AIM 1 -
Pick out every row that contains the word "black" and copy each one in full.

READING TEXT -
........
At this point, I’ll turn the call over to Alan for his comments on the reminder of the income statement and balance sheet.

Alan Krenek

Thanks, Ken, and good morning to everyone. Today, I'd like to review our G&A and nonoperating items in more detail and then discuss our balance sheet and capital requirements and resources.

Our G&A expense for the third quarter of 2008 was $30.6 million or 11% of revenue compared to $25.5 million or 11% of revenue during the third quarter of 2007 and was up approximately 14% sequentially on a revenue increase of 10%. The sequential increase is mainly due to the items linked to increased revenues and profitability such as incentive compensation, facility expenses et cetera, as well as increases in salary and wages and bad debt expense. For the full year in 2008 we expect that G&A expense as a percent of revenue will average 11%, which is no change from prior guidance.

Depreciation and amortization expense in the third quarter of 2008 was $29.3 million compared to $23.6 million in the same period of 2007. This increase reflects the continuation of our capital expenditure program as well as the acquisitions that we have closed in the past year. For 2008, based on our current capital expenditure program, we estimate that depreciation and amortization expense will be between $118 million to $120 million, no change from prior guidance.

Net interest expense in the third quarter of 2008 was $5.7 million down from $6.5 million in the third quarter of 2007 and $6 million in the second quarter of 2008. This reduction in interest was mainly due to lower effective interest rates on the outstanding balance on our revolver.

The effective tax rate in the third quarter of 2008 was 38% and 37.9% year-to-date and we expect our tax rate will be 38% for the full year 2008. As Ken mentioned earlier, we generated net income of $26.7 million or $0.64 per diluted share for the quarter excluding the $800,000 or $0.02 per diluted share of after-tax merger related expenses.

Weighted average diluted share count for the quarter was approximately 41.8 million. The weighted average diluted share count will decline slightly in the fourth quarter mainly due to share repurchases that have been recently made. As of October 31st we have repurchased approximately 228,000 shares at an average cost of $10.37 per share. Our approach to the share repurchase program is disciplined as we continually evaluate the best investment opportunities in use of our capital.
........
EXERCISE INPUT -
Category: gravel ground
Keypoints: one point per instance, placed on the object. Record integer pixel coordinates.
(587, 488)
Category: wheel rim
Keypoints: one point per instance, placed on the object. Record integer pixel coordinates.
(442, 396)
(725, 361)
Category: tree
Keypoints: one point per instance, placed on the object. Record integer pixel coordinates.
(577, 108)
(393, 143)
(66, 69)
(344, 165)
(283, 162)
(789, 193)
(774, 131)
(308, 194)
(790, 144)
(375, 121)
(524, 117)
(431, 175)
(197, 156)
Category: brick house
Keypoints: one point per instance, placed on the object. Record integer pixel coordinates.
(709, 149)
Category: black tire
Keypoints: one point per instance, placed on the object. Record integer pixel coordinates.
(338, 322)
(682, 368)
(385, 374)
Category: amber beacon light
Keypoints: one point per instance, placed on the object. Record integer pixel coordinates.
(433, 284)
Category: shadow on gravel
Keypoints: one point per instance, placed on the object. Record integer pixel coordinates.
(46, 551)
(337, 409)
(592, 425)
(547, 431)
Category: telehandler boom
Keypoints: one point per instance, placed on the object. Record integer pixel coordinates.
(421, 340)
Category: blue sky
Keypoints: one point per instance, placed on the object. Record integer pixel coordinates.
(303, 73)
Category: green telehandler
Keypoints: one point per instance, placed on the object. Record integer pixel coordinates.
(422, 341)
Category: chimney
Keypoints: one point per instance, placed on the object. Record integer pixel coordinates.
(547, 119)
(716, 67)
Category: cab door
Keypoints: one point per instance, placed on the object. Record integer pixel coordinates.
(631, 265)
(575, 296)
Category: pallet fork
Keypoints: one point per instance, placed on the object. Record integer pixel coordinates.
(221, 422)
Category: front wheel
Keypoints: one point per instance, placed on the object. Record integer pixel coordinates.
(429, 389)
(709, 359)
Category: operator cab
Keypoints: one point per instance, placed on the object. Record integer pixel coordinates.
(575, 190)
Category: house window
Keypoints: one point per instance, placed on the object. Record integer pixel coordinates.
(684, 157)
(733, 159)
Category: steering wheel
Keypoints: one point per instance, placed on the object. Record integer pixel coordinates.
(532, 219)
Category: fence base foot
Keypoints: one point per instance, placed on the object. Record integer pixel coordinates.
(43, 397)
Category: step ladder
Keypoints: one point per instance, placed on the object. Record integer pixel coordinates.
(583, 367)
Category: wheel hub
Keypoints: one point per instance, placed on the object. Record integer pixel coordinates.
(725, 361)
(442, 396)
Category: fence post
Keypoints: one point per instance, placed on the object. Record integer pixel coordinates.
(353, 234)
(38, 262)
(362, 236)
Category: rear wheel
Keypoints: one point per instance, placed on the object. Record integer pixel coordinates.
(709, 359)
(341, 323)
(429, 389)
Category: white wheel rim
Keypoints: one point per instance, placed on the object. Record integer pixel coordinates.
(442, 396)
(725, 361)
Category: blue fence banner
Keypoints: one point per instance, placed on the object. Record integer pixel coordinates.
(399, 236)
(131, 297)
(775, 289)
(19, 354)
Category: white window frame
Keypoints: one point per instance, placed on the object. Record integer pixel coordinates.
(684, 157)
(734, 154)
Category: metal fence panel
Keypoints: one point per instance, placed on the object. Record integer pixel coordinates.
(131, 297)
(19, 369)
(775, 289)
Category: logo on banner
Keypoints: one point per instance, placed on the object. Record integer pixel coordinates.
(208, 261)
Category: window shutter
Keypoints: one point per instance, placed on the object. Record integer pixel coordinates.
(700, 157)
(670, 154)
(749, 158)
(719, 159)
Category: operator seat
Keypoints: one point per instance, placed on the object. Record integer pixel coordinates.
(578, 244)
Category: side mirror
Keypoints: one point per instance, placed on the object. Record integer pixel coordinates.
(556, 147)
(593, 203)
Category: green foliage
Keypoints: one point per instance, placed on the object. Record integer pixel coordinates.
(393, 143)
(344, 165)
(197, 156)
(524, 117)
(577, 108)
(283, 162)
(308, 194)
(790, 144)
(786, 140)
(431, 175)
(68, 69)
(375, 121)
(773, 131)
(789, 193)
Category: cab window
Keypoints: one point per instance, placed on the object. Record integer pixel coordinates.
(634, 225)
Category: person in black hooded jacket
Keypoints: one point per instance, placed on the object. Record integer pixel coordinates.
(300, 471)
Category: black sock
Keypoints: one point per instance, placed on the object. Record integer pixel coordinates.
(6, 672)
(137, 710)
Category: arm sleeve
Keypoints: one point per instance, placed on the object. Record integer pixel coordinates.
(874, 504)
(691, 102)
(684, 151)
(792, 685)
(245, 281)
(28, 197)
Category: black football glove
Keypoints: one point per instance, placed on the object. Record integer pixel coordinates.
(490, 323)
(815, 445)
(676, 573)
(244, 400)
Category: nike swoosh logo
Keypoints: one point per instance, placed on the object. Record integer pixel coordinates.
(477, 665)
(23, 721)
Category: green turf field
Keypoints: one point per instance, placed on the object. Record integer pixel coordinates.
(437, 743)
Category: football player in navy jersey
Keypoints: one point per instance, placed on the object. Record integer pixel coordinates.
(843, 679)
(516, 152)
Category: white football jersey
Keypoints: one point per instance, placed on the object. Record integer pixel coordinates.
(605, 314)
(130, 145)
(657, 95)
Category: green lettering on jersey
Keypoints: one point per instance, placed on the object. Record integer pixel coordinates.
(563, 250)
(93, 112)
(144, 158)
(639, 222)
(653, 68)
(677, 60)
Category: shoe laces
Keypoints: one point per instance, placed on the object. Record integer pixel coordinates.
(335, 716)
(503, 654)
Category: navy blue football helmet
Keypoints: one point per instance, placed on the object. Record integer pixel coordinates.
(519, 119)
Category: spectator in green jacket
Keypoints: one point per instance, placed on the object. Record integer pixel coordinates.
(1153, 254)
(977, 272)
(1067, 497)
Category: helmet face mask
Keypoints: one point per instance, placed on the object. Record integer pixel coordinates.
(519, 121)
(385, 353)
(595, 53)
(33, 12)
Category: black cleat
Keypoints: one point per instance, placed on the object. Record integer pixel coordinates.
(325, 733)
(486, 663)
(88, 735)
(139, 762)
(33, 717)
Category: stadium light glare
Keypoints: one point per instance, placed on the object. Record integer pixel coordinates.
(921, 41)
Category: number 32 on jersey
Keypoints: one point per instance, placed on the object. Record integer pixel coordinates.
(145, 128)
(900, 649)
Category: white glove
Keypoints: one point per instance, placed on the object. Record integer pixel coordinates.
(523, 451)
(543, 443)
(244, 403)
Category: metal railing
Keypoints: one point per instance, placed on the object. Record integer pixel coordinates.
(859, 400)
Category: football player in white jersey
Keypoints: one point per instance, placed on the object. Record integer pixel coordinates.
........
AIM 2 -
Summarize the call excerpt above in two sentences.

WORKED ANSWER 1 -
Category: black tire
Category: person in black hooded jacket
Category: black sock
Category: black football glove
Category: black cleat

WORKED ANSWER 2 -
In the third quarter of 2008, G&A expense was $30.6 million, or 11% of revenue, depreciation and amortization expense rose to $29.3 million, and net interest expense fell to $5.7 million, mainly because of lower effective interest rates on the revolver balance. Net income for the quarter was $26.7 million, or $0.64 per diluted share, excluding after-tax merger related expenses, and as of October 31st about 228,000 shares had been repurchased at an average cost of $10.37 per share.